[[ Data provided open ]]

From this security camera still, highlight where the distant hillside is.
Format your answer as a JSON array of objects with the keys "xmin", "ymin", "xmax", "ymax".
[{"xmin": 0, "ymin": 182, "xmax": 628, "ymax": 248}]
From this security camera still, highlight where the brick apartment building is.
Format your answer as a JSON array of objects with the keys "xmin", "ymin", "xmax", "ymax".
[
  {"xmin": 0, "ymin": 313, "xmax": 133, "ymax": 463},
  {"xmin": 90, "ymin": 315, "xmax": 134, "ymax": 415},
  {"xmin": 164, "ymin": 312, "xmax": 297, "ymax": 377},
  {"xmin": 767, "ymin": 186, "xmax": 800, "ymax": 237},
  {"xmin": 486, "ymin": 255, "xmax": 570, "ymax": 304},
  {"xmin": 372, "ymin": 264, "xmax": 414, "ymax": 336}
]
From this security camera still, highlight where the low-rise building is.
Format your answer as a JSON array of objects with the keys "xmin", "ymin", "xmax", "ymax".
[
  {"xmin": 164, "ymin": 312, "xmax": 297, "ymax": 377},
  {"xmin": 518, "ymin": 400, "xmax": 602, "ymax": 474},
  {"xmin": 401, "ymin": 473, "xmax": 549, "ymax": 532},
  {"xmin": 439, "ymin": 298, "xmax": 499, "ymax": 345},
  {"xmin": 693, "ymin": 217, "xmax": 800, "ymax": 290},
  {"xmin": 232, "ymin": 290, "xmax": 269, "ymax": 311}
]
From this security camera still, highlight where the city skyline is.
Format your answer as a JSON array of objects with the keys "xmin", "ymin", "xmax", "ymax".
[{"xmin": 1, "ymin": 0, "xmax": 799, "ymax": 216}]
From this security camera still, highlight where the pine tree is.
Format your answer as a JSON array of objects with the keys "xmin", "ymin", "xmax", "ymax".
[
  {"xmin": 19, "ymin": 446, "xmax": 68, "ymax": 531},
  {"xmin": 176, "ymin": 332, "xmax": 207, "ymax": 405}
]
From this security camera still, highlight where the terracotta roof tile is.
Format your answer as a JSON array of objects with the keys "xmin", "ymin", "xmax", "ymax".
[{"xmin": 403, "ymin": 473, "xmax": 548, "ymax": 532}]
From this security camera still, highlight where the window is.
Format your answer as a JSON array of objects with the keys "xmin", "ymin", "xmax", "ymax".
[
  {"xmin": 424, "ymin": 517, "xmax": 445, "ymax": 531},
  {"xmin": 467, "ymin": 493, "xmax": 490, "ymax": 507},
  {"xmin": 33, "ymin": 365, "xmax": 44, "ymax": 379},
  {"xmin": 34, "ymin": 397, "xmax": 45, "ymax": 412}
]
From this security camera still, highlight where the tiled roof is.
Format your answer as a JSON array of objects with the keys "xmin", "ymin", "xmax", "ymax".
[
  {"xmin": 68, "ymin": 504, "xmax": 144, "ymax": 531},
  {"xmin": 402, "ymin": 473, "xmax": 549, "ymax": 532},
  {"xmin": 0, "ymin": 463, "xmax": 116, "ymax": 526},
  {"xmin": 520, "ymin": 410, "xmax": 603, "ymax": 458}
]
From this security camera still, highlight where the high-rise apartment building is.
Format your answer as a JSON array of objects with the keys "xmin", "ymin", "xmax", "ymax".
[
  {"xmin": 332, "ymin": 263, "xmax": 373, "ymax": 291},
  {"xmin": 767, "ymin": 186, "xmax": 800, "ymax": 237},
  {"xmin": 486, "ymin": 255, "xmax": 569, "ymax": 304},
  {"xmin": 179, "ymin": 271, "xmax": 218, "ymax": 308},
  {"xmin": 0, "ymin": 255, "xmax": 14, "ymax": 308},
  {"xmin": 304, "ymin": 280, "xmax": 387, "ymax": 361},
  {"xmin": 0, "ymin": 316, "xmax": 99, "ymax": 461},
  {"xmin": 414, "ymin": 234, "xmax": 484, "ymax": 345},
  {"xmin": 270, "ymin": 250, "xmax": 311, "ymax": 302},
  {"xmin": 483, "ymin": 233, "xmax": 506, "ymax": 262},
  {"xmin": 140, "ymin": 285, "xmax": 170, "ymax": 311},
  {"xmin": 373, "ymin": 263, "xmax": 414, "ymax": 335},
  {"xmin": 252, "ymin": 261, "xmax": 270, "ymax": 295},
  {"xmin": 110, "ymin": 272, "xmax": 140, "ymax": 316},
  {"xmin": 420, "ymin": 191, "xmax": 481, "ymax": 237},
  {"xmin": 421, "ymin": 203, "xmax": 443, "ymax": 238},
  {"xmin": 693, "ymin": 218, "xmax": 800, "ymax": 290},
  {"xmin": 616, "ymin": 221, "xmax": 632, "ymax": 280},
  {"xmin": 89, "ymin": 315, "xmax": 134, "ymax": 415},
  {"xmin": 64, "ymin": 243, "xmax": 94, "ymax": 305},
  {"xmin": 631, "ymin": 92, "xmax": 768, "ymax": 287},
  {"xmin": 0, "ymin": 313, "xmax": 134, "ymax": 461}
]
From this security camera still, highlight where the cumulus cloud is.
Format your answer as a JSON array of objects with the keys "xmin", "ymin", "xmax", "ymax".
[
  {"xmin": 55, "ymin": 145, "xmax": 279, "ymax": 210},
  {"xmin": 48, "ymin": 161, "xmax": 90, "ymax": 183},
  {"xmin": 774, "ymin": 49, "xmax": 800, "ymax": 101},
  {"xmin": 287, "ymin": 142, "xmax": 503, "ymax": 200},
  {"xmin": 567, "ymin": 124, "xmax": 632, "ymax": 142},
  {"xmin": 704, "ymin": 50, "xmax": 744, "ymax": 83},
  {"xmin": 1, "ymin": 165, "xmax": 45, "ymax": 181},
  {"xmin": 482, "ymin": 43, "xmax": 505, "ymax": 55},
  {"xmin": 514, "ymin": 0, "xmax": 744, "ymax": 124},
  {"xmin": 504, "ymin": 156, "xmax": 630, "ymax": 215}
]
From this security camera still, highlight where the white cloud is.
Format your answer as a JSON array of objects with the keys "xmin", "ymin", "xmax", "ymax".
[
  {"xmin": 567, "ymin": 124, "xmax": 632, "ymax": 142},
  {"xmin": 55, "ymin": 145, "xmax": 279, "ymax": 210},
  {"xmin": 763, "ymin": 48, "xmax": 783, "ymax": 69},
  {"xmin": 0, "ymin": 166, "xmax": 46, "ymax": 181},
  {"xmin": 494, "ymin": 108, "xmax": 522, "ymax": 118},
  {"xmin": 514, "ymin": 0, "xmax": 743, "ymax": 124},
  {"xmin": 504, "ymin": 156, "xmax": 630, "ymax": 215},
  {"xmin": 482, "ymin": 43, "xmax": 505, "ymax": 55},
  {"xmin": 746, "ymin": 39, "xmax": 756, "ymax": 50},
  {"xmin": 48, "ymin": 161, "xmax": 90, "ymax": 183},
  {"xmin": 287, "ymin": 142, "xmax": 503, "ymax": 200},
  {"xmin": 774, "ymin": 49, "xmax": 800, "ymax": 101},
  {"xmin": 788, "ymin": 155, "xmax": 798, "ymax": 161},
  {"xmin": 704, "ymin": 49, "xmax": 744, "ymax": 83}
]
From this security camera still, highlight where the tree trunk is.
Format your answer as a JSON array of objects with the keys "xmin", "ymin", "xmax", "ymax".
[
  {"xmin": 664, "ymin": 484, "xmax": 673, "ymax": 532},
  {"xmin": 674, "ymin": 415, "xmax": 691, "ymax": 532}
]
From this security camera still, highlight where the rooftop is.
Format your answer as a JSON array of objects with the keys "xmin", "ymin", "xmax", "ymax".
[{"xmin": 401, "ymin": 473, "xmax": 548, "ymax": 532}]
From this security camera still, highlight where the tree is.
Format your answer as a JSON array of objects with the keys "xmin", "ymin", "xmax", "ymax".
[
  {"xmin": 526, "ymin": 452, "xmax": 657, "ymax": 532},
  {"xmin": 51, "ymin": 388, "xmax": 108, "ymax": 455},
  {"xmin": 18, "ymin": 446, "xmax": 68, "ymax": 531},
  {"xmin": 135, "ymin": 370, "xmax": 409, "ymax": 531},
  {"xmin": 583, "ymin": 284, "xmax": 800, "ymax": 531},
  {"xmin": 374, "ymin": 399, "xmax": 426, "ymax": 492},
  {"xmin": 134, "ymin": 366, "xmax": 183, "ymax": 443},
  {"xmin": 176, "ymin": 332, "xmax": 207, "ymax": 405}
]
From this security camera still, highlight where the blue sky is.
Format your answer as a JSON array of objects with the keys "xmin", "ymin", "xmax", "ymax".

[[ Data provided closed ]]
[[ Data provided open ]]

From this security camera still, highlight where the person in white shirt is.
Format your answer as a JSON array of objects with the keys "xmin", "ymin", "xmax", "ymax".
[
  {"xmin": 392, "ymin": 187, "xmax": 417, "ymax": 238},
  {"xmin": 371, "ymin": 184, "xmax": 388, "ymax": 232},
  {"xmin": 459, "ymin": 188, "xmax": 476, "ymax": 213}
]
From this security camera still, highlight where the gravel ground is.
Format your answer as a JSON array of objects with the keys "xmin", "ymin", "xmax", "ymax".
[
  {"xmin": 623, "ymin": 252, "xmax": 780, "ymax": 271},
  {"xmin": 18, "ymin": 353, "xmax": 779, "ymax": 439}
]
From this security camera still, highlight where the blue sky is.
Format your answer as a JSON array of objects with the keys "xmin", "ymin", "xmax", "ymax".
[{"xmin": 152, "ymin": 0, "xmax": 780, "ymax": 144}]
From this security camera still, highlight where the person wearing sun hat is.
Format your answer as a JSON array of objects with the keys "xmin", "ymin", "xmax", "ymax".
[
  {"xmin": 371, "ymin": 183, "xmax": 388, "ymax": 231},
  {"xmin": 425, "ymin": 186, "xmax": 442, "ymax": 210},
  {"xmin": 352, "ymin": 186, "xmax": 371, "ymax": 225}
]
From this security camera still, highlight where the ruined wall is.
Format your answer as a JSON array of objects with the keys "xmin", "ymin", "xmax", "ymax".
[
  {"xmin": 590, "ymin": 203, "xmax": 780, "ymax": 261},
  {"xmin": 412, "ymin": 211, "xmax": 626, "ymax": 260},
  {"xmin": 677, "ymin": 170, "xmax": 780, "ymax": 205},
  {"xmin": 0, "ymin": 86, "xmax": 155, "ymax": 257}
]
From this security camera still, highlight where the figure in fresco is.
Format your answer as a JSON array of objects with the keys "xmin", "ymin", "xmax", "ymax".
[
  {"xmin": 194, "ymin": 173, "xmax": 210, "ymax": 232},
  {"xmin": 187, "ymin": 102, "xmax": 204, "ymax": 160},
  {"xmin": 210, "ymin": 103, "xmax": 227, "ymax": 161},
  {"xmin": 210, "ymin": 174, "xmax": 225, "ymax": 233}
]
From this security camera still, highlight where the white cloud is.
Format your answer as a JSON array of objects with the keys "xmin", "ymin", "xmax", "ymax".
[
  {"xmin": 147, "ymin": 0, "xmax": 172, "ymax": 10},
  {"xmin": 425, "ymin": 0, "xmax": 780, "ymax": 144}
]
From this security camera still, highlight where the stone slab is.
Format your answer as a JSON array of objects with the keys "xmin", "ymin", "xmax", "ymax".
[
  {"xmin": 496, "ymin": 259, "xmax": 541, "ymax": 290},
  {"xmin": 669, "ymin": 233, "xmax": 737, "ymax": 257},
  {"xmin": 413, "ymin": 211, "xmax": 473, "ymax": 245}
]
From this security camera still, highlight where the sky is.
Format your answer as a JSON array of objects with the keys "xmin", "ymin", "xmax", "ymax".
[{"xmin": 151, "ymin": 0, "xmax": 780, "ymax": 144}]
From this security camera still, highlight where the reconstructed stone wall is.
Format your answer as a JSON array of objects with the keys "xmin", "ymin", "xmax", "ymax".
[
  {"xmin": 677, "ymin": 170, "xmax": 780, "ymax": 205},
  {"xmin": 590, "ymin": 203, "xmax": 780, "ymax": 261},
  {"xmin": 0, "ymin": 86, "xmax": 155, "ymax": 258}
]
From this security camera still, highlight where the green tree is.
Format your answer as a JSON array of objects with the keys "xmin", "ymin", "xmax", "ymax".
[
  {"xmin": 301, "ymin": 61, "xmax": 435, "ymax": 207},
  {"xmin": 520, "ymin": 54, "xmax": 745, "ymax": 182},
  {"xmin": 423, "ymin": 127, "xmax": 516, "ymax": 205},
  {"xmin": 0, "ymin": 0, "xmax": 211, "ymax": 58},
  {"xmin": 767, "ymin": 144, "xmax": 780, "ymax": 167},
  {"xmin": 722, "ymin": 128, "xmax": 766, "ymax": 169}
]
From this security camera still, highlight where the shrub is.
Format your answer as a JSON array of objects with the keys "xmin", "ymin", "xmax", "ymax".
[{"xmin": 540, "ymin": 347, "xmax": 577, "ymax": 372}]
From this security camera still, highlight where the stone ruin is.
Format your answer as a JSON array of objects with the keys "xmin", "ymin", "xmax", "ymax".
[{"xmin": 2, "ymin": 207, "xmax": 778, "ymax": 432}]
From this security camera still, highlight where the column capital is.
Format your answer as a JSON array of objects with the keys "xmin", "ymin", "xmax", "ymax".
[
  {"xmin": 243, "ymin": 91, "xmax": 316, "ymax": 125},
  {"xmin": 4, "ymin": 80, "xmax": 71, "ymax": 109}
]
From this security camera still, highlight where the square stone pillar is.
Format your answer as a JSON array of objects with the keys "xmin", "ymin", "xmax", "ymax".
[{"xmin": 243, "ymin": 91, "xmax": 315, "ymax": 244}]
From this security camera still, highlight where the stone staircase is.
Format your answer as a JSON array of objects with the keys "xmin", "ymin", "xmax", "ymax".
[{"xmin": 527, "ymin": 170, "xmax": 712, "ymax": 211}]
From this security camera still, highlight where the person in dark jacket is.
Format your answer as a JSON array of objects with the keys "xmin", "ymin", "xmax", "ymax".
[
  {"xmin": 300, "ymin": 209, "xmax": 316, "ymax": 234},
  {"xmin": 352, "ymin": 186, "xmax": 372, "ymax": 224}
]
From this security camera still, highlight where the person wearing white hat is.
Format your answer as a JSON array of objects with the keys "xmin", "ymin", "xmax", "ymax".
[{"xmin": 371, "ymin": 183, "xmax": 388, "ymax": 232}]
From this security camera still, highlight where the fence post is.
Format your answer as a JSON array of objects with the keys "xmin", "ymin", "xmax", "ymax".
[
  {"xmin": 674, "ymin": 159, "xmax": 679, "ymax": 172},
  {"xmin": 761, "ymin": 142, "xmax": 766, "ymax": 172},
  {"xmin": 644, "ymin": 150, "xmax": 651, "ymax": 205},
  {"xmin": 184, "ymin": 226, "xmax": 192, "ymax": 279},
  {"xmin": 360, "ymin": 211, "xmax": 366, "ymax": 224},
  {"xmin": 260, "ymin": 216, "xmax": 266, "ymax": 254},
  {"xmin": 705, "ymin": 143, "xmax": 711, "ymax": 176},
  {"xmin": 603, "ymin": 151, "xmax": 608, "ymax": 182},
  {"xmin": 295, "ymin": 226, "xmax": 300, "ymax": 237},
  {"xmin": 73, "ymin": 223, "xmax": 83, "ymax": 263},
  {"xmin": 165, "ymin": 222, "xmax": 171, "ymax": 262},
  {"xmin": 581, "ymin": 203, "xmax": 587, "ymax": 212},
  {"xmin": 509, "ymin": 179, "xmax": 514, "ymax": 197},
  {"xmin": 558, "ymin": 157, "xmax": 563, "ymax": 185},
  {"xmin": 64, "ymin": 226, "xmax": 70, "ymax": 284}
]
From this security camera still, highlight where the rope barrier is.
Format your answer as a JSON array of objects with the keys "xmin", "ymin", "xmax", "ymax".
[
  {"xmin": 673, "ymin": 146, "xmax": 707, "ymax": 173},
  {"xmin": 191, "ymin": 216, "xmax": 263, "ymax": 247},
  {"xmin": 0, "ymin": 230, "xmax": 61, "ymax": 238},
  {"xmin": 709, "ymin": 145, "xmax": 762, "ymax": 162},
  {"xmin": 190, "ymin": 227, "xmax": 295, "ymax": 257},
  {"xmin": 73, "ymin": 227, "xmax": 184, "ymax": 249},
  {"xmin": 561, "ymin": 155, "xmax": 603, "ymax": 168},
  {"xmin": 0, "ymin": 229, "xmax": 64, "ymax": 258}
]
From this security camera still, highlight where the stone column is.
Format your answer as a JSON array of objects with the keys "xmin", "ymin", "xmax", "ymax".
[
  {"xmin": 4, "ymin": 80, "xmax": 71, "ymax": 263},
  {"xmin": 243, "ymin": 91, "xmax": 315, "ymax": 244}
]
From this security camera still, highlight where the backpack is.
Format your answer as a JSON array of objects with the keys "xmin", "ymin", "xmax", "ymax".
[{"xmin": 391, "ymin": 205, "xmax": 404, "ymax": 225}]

[[ Data provided closed ]]
[[ Data provided open ]]

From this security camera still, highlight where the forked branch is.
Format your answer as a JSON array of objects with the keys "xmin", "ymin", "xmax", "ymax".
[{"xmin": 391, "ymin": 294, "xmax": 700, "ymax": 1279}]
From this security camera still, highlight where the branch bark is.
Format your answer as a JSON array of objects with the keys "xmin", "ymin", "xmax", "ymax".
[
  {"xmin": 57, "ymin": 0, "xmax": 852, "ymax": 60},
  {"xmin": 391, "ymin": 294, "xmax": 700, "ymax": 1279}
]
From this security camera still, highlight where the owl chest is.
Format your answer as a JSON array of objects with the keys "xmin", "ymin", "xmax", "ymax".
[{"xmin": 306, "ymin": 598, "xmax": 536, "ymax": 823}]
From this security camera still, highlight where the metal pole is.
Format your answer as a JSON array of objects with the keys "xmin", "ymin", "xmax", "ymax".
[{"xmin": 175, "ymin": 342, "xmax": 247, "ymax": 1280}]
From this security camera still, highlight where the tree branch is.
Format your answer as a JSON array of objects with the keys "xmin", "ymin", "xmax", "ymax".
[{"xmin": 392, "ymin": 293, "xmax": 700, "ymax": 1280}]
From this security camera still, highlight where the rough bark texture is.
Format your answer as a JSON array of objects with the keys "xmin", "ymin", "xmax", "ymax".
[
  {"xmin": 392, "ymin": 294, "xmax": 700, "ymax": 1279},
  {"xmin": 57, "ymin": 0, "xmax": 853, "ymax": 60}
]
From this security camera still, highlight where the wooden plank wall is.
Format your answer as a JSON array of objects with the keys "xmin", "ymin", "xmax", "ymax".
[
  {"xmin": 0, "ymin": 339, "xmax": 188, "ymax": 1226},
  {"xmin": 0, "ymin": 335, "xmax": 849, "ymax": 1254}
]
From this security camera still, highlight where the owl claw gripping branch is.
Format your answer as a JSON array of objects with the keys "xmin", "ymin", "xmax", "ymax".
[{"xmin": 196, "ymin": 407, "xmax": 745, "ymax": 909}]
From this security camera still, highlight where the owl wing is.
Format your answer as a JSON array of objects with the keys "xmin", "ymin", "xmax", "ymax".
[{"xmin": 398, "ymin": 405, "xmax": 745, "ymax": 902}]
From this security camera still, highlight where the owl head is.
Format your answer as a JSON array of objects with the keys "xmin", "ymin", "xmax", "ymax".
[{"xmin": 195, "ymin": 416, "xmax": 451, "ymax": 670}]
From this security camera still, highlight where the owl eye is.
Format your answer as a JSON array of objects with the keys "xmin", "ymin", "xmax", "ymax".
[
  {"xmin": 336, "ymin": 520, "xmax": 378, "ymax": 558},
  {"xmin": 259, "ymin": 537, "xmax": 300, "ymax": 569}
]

[[ Data provided closed ]]

— Instructions to follow —
Among the records above, repeat exactly the line with "From this security camera still, highlight where the rope", the line with "stone column is.", and every line in between, and only those.

— Written solution —
From this security camera still, highlight where the rope barrier is.
Format your answer as a JSON array of objects with the keys "xmin", "ymin", "xmax", "ymax".
[
  {"xmin": 673, "ymin": 146, "xmax": 707, "ymax": 173},
  {"xmin": 191, "ymin": 216, "xmax": 263, "ymax": 247},
  {"xmin": 0, "ymin": 230, "xmax": 61, "ymax": 238},
  {"xmin": 709, "ymin": 145, "xmax": 762, "ymax": 162},
  {"xmin": 190, "ymin": 227, "xmax": 295, "ymax": 257},
  {"xmin": 73, "ymin": 227, "xmax": 184, "ymax": 249},
  {"xmin": 561, "ymin": 155, "xmax": 603, "ymax": 168},
  {"xmin": 0, "ymin": 229, "xmax": 64, "ymax": 258}
]
From this security camera still, highlight where the stone column is.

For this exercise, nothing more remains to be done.